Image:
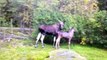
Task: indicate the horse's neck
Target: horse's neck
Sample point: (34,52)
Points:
(71,32)
(56,26)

• Written request: Every entry above should be duplicated exactly. Do not include the images.

• Solution for this problem:
Image:
Task: indicate the horse's neck
Target: horse's neck
Sample point: (34,52)
Points:
(71,32)
(56,26)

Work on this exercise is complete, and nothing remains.